**Work instructions**
Starting with the first line and ending with the one that holds "the tree trunk", retype the entries exactly.

== Task material ==

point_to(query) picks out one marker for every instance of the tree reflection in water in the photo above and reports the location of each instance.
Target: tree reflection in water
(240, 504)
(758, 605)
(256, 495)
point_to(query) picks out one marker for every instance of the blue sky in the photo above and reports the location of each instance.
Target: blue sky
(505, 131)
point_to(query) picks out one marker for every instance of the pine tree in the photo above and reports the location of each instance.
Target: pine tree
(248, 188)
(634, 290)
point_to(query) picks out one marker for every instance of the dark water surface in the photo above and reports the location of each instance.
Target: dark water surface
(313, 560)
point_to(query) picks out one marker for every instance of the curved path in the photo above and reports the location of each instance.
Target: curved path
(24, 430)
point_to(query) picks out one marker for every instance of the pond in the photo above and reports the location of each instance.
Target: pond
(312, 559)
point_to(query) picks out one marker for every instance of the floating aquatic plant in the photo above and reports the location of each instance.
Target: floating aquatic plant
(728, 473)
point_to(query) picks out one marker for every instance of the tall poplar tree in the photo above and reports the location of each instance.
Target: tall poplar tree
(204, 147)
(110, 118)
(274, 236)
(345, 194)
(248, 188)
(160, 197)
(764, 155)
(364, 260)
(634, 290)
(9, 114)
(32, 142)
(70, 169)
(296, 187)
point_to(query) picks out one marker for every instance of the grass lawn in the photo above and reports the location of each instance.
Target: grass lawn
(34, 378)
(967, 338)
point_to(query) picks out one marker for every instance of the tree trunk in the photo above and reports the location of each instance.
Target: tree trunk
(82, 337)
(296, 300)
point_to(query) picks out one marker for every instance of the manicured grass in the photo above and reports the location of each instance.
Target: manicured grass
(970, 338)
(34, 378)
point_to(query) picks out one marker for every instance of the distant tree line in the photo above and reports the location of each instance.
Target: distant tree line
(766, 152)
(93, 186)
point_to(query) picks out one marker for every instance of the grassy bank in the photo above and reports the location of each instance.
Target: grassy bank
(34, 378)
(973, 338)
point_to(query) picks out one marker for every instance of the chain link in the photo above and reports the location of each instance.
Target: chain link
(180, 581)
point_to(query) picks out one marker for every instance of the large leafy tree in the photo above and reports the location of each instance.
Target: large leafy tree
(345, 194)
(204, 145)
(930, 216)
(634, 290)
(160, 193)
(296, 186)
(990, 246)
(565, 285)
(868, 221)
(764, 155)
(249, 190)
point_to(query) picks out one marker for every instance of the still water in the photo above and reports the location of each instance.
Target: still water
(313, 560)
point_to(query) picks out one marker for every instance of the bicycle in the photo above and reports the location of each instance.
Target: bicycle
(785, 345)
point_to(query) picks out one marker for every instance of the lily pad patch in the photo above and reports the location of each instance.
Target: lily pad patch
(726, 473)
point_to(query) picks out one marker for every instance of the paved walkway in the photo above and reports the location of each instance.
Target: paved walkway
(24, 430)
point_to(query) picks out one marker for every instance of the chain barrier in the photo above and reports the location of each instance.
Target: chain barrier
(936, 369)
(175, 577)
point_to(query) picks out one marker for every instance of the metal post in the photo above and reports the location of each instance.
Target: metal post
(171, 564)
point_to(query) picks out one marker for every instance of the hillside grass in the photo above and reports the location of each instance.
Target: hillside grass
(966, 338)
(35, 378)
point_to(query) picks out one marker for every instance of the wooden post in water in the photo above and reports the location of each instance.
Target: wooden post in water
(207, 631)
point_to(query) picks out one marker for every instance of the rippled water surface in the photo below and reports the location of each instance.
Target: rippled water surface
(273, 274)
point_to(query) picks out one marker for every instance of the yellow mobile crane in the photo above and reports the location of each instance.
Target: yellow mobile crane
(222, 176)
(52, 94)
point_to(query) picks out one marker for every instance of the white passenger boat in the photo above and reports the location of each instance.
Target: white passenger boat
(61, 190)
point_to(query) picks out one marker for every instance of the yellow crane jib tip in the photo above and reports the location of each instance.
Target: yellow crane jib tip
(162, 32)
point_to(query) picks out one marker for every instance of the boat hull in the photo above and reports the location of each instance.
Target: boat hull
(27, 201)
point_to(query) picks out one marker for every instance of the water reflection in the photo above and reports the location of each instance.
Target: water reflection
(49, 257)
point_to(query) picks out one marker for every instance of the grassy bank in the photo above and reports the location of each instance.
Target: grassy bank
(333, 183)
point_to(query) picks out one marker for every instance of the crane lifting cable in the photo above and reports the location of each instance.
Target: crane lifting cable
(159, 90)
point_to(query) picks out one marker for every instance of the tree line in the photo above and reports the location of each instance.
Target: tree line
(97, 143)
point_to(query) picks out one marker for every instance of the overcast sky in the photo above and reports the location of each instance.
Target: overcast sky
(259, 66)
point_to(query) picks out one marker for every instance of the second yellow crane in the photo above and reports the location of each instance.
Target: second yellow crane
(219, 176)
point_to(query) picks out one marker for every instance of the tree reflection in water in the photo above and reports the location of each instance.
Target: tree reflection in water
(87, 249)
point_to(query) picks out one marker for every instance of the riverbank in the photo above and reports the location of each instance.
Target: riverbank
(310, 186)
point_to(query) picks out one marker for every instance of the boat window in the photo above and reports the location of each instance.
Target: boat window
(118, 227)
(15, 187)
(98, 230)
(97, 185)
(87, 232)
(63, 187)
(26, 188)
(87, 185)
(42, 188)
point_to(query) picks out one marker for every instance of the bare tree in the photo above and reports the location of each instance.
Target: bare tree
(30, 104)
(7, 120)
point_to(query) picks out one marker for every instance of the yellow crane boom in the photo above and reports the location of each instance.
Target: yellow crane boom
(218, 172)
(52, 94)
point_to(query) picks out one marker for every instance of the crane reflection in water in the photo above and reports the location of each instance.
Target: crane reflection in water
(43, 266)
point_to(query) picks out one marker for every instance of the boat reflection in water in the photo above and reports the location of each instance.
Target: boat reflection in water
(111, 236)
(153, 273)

===

**Response**
point_to(query) picks out one marker for every instance of the tree reflection in water in the photo above and reports the location of each instance.
Target: tree reflection in water
(240, 504)
(758, 605)
(256, 495)
point_to(query) picks out one marker for every instance of the blue sky in the photo above and reports the location of each instance.
Target: blue sky
(505, 131)
point_to(query) picks out one marker for every instance of the pine tree in the photo above and reports the location of each instance.
Target: pine tree
(248, 188)
(634, 290)
point_to(query) picks out one marker for every instance of the dark water surface in the photo above and reports the location of each instance.
Target: dark water surface
(313, 560)
point_to(query) picks out one marker for every instance of the curved path in the photo above and reports the location of each instance.
Target: curved path
(24, 430)
point_to(query) picks out one marker for every instance of the pond in the photo above and reports the location of each instance.
Target: pond
(312, 559)
point_to(query) picks out one marker for every instance of the floating aquatic plant in the photo above and reports the location of each instance.
Target: floating aquatic plant
(728, 473)
point_to(query) picks out one marker for every instance of the tall poplar tree in the photo above and reports the location of each instance.
Target: tall poplar tree
(204, 147)
(110, 118)
(274, 236)
(345, 194)
(248, 188)
(160, 197)
(764, 155)
(364, 260)
(634, 290)
(9, 114)
(32, 142)
(70, 169)
(296, 187)
point_to(query) picks out one marker for every instance of the grass lawn in the photo above and reports the location of each instance.
Target: grass lawn
(34, 378)
(967, 338)
point_to(query) picks out one marker for every instance of the tree trunk in the photo above and reports the location of each instance.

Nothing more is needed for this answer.